* Material for the task:
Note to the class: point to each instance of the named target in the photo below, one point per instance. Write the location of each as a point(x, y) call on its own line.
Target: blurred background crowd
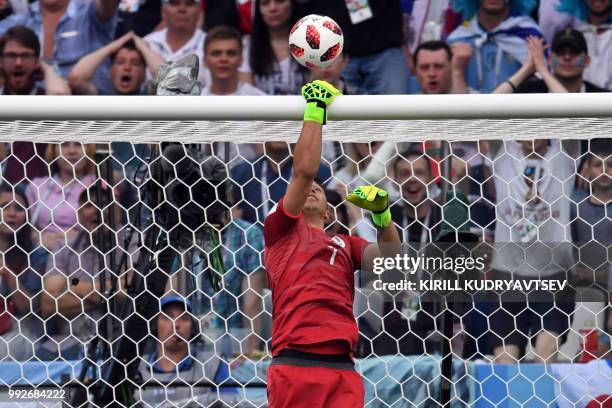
point(51, 194)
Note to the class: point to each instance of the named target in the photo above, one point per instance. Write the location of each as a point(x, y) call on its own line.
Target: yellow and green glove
point(375, 200)
point(319, 95)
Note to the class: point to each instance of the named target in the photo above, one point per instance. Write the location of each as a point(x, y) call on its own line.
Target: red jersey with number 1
point(311, 276)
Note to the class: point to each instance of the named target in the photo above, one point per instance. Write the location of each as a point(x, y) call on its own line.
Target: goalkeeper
point(311, 276)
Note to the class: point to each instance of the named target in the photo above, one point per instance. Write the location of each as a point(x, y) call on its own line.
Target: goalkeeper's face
point(316, 202)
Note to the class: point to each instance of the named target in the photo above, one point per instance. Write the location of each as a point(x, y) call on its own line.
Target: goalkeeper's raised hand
point(319, 95)
point(375, 200)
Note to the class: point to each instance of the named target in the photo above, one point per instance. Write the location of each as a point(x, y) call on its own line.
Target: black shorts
point(515, 323)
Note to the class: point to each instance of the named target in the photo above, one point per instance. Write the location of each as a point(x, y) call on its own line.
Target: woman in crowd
point(274, 70)
point(18, 282)
point(54, 198)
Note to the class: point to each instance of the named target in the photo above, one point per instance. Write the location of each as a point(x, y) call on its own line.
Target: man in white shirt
point(223, 58)
point(533, 182)
point(594, 20)
point(182, 36)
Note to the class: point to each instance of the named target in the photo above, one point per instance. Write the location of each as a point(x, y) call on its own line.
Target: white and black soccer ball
point(316, 41)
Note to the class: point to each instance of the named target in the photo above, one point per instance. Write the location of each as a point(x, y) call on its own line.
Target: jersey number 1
point(334, 252)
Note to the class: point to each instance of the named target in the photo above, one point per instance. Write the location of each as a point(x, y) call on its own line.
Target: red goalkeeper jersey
point(311, 276)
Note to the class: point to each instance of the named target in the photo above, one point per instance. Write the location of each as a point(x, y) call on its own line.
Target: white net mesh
point(133, 271)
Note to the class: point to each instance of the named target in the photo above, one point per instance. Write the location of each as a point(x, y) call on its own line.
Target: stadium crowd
point(51, 199)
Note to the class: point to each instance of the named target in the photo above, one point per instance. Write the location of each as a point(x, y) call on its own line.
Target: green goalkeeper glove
point(319, 95)
point(375, 200)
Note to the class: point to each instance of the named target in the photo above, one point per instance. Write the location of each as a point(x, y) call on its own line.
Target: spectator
point(130, 57)
point(175, 359)
point(69, 30)
point(264, 182)
point(429, 21)
point(181, 36)
point(19, 283)
point(140, 16)
point(568, 59)
point(223, 58)
point(339, 222)
point(592, 18)
point(333, 74)
point(591, 228)
point(238, 306)
point(54, 198)
point(496, 31)
point(21, 68)
point(440, 69)
point(274, 70)
point(373, 41)
point(72, 284)
point(533, 207)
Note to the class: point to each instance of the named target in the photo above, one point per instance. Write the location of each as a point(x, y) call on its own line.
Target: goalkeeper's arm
point(307, 153)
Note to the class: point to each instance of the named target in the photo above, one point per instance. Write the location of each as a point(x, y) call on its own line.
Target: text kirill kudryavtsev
point(456, 281)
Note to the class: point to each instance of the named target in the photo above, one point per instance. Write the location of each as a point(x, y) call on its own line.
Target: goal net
point(132, 246)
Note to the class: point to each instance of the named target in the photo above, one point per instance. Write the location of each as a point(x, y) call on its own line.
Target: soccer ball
point(316, 41)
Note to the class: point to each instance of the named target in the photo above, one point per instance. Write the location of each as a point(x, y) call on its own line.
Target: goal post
point(278, 108)
point(177, 189)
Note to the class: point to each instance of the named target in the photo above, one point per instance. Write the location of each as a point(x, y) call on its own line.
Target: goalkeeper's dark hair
point(415, 151)
point(261, 53)
point(129, 45)
point(432, 46)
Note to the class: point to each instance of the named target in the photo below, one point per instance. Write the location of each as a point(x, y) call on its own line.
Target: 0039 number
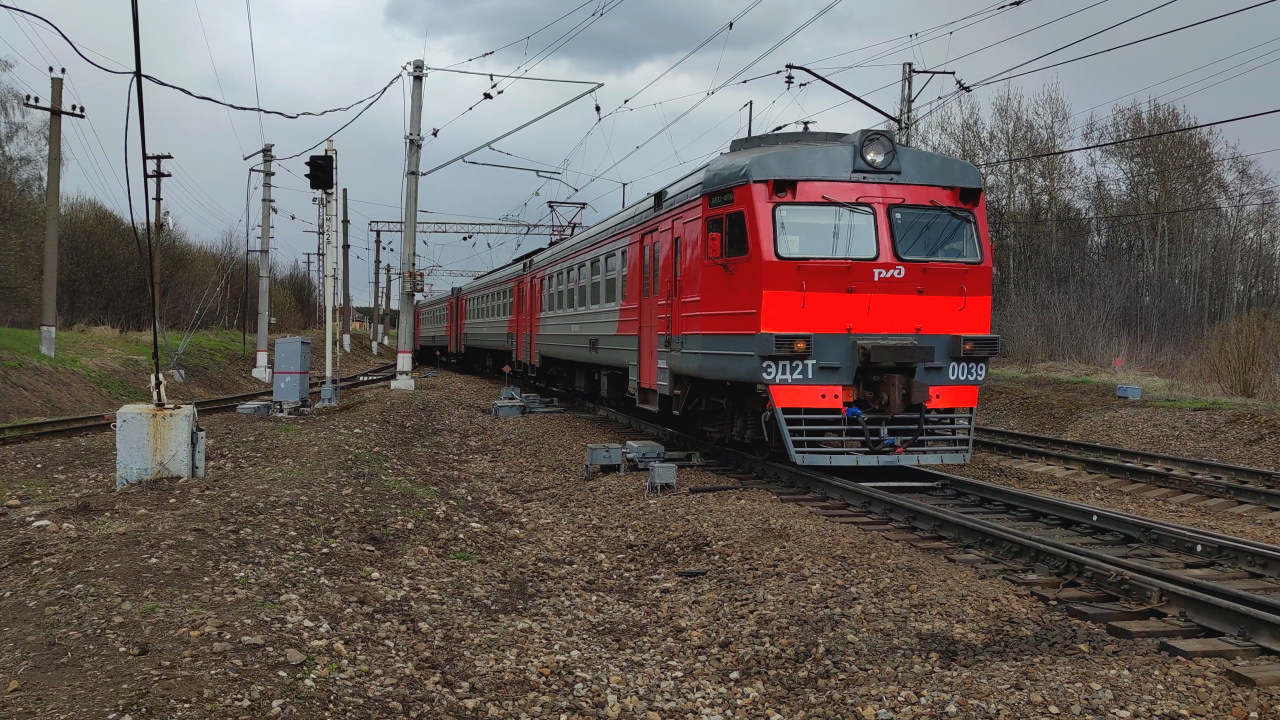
point(968, 372)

* Exercise directions: Omit every picture, then reproduce the rest of the listing exactly.

* Answer to the problem:
Note to the class: point to each instance of the named target in the photo below, one point per instance. Write the location of each as a point(x, y) call on its own line.
Target: blurred background crowd
point(51, 194)
Note to the class: point to each instance of the named target in the photo above, one point per instance. Write the location of each as a point(x, y) call on its own line.
Target: yellow and green glove
point(375, 200)
point(319, 95)
Note to the class: point to each instance of the named target in the photo above, one point per instance. Write the location of each as a point(x, y) call on its own line.
Target: red jersey with number 1
point(311, 276)
Note to the class: point to each instance of the named target in the photo above, one point per instance. Write the location of each as a point(x, y) call on its own line.
Target: goalkeeper
point(311, 276)
Note to the class: point to each instance of the named target in the photo above, one point per instance. Write the location of each as a point(x, y) call on its own line.
Target: goalkeeper's face
point(316, 202)
Note to the class: point to each instance of the named target in the photo above, one point per instance. Write the location of each as a point(x, y) call on its own line.
Target: goalkeeper's raised hand
point(319, 95)
point(375, 200)
Note to the class: point to each instance of the named target in the photo above, one point per instance. Write the location of each as a point(x, y) call on its own line.
Target: black shorts
point(515, 323)
Note to the class: point to each instance of the named target in the photo above, one point per instance. Write the location of each as a point(x, y) call on its own line.
Target: woman in crowd
point(274, 70)
point(18, 282)
point(54, 198)
Note to the class: point to each instance of the named target in the photo above, one point per instance. Write the location of each as a point(x, y) call on its own line.
Target: man in white shirt
point(223, 58)
point(533, 182)
point(594, 20)
point(182, 36)
Note to the class: point to each instance of the named target in the photo above, one point per instance. Write the location of each as a point(x, y) call on its own line.
Target: white and black soccer ball
point(316, 41)
Note to the class: point to each instance of the named target in the photo above, one point per instance. Write the location of each as a point(x, y) call on its own line.
Target: jersey number 1
point(334, 252)
Note to the class: point to each instance of the named target in the photo above, one point per instance. Write the location of each as a point(x, y) call on its own line.
Target: red goalkeeper jersey
point(311, 276)
Note to the class: point to each instance of the named target in the photo above, one point per instance. Write the location of each as a point(x, y) call on its own line.
Target: white net mesh
point(133, 271)
Note to the class: point to each instance of the named target in the photo above, one point per instance. Write the location of each as a point(x, y) call on its own line.
Target: stadium crowd
point(51, 199)
Note to the class: point to each instance of the named target in the photo above, one point per instance. Write the location of each as a point(x, y) call on its own line.
Target: green goalkeeper glove
point(319, 95)
point(375, 200)
Note to the class: point to each instance of the named target in the photo above, one point per instance. Write the location of each as a point(x, y) call on its own line.
Target: spectator
point(130, 57)
point(175, 359)
point(69, 30)
point(264, 182)
point(429, 21)
point(181, 36)
point(19, 283)
point(140, 16)
point(568, 59)
point(223, 58)
point(339, 222)
point(592, 18)
point(333, 74)
point(591, 228)
point(238, 306)
point(54, 198)
point(496, 31)
point(21, 68)
point(440, 69)
point(274, 70)
point(373, 41)
point(72, 284)
point(533, 207)
Note to the class: point to each instance of the named target in the photo above, one point per instance. Write the location of each as a point(x, y) call on its own line.
Target: goalkeeper's arm
point(307, 153)
Note to the class: point to each instance of the named target in the photo above, one point per instance. Write the location of each as a point(x, y) call on its own line.
Target: text kirill kudryavtsev
point(456, 281)
Note to the class: point to each instance of the named target in the photo above, one point per instance. Write the location of each as a point(x, y) call on its own line.
Target: goal net
point(132, 246)
Note to the class: point to each instance of the named target in the photo above, one point per instance. Write the location of each as a point(x, y) call on its own line.
Target: soccer ball
point(316, 41)
Note to the class: point to each instance of the named target in the photo above, one point per instance. Write the location of each as a point(x, y) call on its own line.
Target: goal post
point(278, 108)
point(177, 189)
Note to the class: point to each instance of the named target in the photo above, one point per instance. Write the location of each as a point(x, y) call on its own line.
Target: goalkeeper's dark hair
point(415, 151)
point(261, 53)
point(129, 45)
point(432, 46)
Note to the class: point to each instance of the named target in the photo below, one point per instance. Write the location of each as a point(x, y) call on its own line.
Target: 0039 number
point(968, 372)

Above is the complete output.